-------- RECORDS FOR PROCESSING --------
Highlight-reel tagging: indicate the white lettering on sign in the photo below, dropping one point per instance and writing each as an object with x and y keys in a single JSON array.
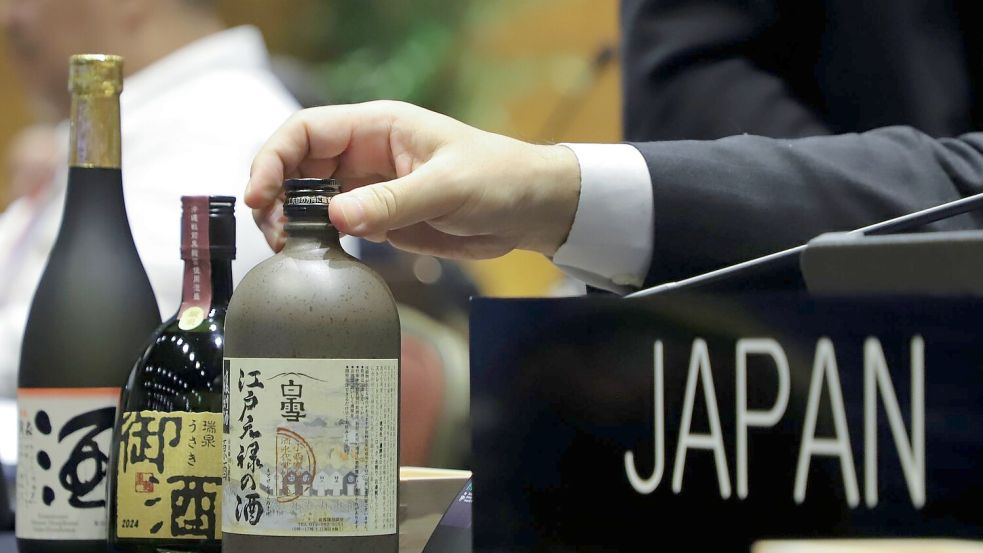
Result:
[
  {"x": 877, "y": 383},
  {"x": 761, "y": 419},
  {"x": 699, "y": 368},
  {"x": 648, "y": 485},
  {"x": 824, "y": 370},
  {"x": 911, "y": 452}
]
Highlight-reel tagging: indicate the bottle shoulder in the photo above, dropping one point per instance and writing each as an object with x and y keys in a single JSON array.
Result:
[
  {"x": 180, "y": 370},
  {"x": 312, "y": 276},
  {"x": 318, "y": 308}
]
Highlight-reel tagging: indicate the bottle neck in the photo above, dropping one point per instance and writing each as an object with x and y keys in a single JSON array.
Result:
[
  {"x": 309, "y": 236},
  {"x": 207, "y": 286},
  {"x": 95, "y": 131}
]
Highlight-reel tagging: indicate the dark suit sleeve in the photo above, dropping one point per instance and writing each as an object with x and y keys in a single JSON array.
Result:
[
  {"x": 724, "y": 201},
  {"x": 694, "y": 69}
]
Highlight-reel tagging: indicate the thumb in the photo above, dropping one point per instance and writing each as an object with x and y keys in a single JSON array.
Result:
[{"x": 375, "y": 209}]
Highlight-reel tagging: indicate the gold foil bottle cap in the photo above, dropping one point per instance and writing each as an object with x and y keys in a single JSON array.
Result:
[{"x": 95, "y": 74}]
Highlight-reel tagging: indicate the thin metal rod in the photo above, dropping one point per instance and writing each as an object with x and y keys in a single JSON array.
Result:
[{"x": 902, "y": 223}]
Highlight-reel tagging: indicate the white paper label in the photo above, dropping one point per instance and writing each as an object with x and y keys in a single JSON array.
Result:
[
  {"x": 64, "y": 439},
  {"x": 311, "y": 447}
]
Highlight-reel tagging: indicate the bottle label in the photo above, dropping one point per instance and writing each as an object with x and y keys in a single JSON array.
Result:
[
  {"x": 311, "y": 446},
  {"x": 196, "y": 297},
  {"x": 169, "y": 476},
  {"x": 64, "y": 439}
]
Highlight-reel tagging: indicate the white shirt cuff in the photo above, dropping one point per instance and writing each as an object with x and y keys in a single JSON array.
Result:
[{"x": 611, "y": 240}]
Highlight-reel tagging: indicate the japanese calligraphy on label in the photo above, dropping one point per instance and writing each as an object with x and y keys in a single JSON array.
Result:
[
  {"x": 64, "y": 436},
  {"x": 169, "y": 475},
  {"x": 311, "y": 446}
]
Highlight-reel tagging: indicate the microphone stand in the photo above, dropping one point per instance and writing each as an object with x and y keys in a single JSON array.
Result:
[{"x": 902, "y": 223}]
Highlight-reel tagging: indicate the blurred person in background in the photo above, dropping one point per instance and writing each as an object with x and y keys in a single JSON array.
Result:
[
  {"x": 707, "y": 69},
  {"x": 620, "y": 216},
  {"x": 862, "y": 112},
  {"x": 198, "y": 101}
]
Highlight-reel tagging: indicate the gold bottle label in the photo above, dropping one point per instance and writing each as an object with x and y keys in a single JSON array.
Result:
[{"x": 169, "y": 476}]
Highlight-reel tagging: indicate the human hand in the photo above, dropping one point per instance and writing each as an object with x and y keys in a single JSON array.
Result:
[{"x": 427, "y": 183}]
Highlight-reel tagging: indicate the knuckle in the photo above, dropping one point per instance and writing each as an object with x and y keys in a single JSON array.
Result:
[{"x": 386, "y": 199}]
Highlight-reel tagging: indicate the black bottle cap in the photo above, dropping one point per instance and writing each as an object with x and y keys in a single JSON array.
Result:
--------
▸ **STATED GOAL**
Please copy every row above word for word, leaving out the pictures.

▸ **SOLUTION FOR THIS EXERCISE**
Highlight-reel tagging: indicate the white lettering on sign in the photo below, dropping one point per instance and writing each as an object with x and y keys in a single JSON array.
Result:
[
  {"x": 877, "y": 383},
  {"x": 761, "y": 419},
  {"x": 699, "y": 368},
  {"x": 648, "y": 485},
  {"x": 824, "y": 370},
  {"x": 911, "y": 452}
]
Highlight-reel tagging: indicate the bottle shoulder in the photo above, dropping one point per instance and writing each as an object with x and y keys in a single JSON array.
Result:
[
  {"x": 180, "y": 370},
  {"x": 312, "y": 276},
  {"x": 318, "y": 308}
]
Highlight-reel tagging: indicate the bottle neck in the photo above, dropping one point per instance and writing each as an object with x and y keys in a single JSON array.
Result:
[
  {"x": 309, "y": 236},
  {"x": 207, "y": 286},
  {"x": 95, "y": 131}
]
Highlight-reel tagging: indicate the dark suit sleeve in the photo above, dropping one point per instance and writing each as an object with x and y keys in a single JSON array.
Result:
[
  {"x": 724, "y": 201},
  {"x": 694, "y": 69}
]
Highlight-reel tagging: indicate the thumb in the photo above, dropping one point per instance and writing each as an object with x and y keys in a single JSON array.
Result:
[{"x": 375, "y": 209}]
Highlight-reel tagging: indicate the gold foil bottle cap in the photo above, dropping one point per instance and writing each as an object with x and y keys in a single JSON array.
Result:
[{"x": 95, "y": 74}]
Highlight-reel tagging: indicate the thin metal rod in the photo above, dropping one point per instance and writing each as an object with x and y keys in a single JSON array.
Result:
[{"x": 902, "y": 223}]
Highlight-reel tagging: indicate the white paper label in the photo above, dropping one point per instance and writing each as an object with x and y keys in a single JSON array.
Result:
[
  {"x": 64, "y": 439},
  {"x": 311, "y": 447}
]
Highlight-reel tagging: indicate the bottle label in the photo above, dropping one point per instance and writing each as an object with x and y keys in a single JSON array.
Result:
[
  {"x": 311, "y": 446},
  {"x": 196, "y": 297},
  {"x": 169, "y": 476},
  {"x": 64, "y": 439}
]
Highlight-reel tagging: indicate the white shirt cuff in the photo above, dropping one point per instance and writing each as an object with x and y keys in a single JSON array.
Result:
[{"x": 611, "y": 240}]
Highlight-reel tagging: indicate the japanese calligraphy on label in the photo above, dropping one point per instance and writing each as an object with x and y keys in a single JSON array.
Result:
[
  {"x": 64, "y": 436},
  {"x": 169, "y": 475},
  {"x": 311, "y": 446}
]
Highlight-reel tagging: indicate the microphone stand in the photo above, dropping one point per instance and writing each as an object with x and y keys in a single JSON array.
Result:
[{"x": 902, "y": 223}]
Highlight-reel tagging: indicate the blurred person in background in the photo above, dropping one point per instance and writing each as an object with x and y keys in a single JSON array.
Result:
[
  {"x": 707, "y": 69},
  {"x": 620, "y": 216},
  {"x": 862, "y": 112},
  {"x": 198, "y": 101}
]
Highlight-reel tagging: indicate the gold bottle label in the photo above, dropping one point per instance and writing each as an object with x and y keys in a single JSON array.
Result:
[{"x": 169, "y": 476}]
Highlight-reel tagging: indicate the human hand in the photo above, dropping one point per instance and writing each as an object with x and y keys in a single JSON array.
Result:
[{"x": 427, "y": 183}]
Highlight-reel tagging: indicate the knuckle in the photo above, dropping one point per instance and writing each as an object with x and y keys in a single JSON array.
Result:
[{"x": 386, "y": 199}]
Highlight-reel tagging: indicate the black bottle cap in the photo above, dropping one point per instance and writing each as an object with x and y keys in a single JSON array.
Result:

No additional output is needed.